> **Given problem**: Write out every line of the data below word for word, with nothing changed.

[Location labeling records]
>>

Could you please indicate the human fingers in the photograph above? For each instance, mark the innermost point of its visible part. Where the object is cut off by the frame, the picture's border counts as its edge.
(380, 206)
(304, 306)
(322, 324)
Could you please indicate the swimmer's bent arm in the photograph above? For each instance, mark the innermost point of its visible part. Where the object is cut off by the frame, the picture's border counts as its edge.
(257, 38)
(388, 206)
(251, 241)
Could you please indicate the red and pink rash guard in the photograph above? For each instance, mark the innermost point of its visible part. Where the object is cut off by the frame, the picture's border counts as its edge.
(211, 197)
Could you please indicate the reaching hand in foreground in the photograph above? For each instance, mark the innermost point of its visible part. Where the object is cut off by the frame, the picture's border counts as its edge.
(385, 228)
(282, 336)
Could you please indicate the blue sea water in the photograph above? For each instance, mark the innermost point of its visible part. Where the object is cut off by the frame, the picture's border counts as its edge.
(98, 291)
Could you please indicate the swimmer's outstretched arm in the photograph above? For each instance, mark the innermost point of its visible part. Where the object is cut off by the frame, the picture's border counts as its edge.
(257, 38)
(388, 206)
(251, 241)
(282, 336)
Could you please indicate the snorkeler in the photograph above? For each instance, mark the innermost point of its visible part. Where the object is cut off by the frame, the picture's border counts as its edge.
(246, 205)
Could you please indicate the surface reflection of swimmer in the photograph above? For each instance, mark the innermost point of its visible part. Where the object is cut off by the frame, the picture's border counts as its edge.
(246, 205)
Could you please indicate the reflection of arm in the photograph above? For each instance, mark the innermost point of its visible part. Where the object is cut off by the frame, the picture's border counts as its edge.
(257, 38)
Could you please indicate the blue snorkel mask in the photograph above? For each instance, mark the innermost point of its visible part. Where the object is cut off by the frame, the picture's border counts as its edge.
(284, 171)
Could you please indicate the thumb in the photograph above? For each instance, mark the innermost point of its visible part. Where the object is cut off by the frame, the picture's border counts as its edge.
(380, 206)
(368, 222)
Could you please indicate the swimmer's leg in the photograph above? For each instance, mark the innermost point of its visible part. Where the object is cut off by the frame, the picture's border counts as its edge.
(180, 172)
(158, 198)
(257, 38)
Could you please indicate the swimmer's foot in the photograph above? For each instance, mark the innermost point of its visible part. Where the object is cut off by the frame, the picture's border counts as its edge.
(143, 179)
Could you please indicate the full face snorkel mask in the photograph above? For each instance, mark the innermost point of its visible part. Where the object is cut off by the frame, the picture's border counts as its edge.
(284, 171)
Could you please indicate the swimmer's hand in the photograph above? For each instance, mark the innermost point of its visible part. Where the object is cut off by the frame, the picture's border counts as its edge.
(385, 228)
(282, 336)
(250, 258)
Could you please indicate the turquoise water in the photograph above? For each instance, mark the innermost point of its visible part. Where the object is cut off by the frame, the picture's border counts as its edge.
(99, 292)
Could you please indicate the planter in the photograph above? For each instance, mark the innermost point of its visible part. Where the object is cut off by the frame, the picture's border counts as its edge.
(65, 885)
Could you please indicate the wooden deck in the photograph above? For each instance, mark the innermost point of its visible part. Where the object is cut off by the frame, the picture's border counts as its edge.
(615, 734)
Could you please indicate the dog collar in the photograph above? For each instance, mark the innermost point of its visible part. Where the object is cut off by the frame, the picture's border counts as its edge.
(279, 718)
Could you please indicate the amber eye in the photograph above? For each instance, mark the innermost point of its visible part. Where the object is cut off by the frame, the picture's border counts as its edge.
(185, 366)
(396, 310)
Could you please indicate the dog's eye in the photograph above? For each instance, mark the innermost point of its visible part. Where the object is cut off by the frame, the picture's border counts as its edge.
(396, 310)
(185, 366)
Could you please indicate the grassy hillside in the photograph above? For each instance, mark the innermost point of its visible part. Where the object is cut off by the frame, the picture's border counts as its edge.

<<

> **The solution**:
Could you please indicate the human fingers in the photograph above? For each instance, mark the innermost point of its visible part. Where the object is cut off by the frame, the picture's border counts as its edge.
(380, 206)
(304, 306)
(322, 324)
Could you please indicate the swimmer's bent arm in the photograph above? For each instance, mark the innermost point of its visible part. Where the object is cut off by the frame, the picture's border counts as its edge.
(257, 38)
(388, 206)
(251, 241)
Could you please indicate the red and pink rash guard in the photograph above? For each instance, mark the innermost point of its visible part. Where the object is cut off by the frame, the picture's border counts as its edge.
(211, 197)
Could you please indicate the reaching hand in foreground in the photograph above? For each instance, mark the innermost point of its visible part. Where the object is cut off by the frame, the picture's border counts as its edge.
(385, 228)
(282, 336)
Could you please indicate the blue sea water in the photograph above? For each instance, mark the innermost point of its visible part. Where the object is cut off by the frame, the picture's border counts as its edge.
(98, 291)
Could you please indicate the swimmer's outstretched arm in the photograph above? For each instance, mark the innermost point of its visible part. Where the object is cut off by the frame, the picture's border counts as its edge.
(257, 38)
(388, 206)
(251, 241)
(282, 336)
Could you please indicate the snorkeler in the photograph above? For each instance, mark the innermost point of its visible part. Where the object is cut off by the frame, the picture's border counts as its edge.
(246, 205)
Could you please indicate the surface reflection of swimmer in the photograph above? For each instance, mark the innermost point of its visible part. Where the object is cut off by the frame, the picture's border counts as its edge.
(246, 205)
Could you please indicate the reflection of arm in the photograph above? For each instance, mark the innermost point of its visible part. Where the object is cut off by the frame, the picture's border counts as its edge.
(257, 38)
Could you please indicate the blue snorkel mask in the photograph above? For each instance, mark the innermost point of its visible part. Where the object is cut off by the frame, the picture's border counts as its edge.
(284, 171)
Could you please indicate the thumb in the photograph above? For each instance, mark the innermost point of its visible part. Where the object is cut off by the frame, the picture's border counts as its edge.
(380, 206)
(368, 222)
Could you please indicate the swimmer's leg in the photograph above? For each instance, mark the innermost point of its visible part. Where the object is cut off by the frame, the picture's border counts as its edge.
(180, 172)
(158, 198)
(257, 38)
Could you please indicate the swimmer's foot in the photograph above? For each instance, mark the innermost point of its visible part. Where the object is cut off by the frame, the picture's border counts as its edge.
(143, 179)
Could you please indicate the full face snorkel mask in the photograph above? For each instance, mark the innermost point of its visible part. Where the object is cut off by the frame, the picture's border counts as its edge.
(284, 171)
Could you please indicate the swimmer's hand in the photograph above? For each instance, mark the innermost point of its visible part. Where the object is cut off by the frame, the picture's border counts as its edge.
(385, 228)
(282, 336)
(250, 258)
Could you please indicate the turquoise water in the photograph above? For each instance, mark the innermost point of its visible part. Where the object is cut off by the frame, the picture's border counts as its edge.
(99, 292)
Could you please indicate the planter in the photograph above? For each instance, mark the innermost point of its visible part. Where the object is cut off by the frame, the picture's border counts as its edge.
(65, 885)
Could you please indicate the wooden deck in the photograph above? For each instance, mark the innermost point of its visible part. Where the object is cut off by the frame, the picture's border counts as its edge.
(615, 734)
Could you please indicate the dog collar in the photograph above? For each instance, mark the innermost point of its visible part. Where the object is cut off by the frame, the picture's border counts as its edge.
(279, 718)
Could you please indicate the amber eye in the photograph above? For each instance, mark the innermost point of its visible part. Where the object is cut off by the frame, the picture's border counts as its edge.
(185, 366)
(396, 310)
Could you please indicate the dog's eye in the photograph above? For each instance, mark the innermost point of its visible part. Where the object is cut off by the frame, the picture's border counts as its edge.
(396, 310)
(185, 366)
Could you please indicate the grassy hillside in the photograph above? For each instance, mark the innermost point of its visible part. Where the object is cut off by the frame, the picture's border counts as its edge.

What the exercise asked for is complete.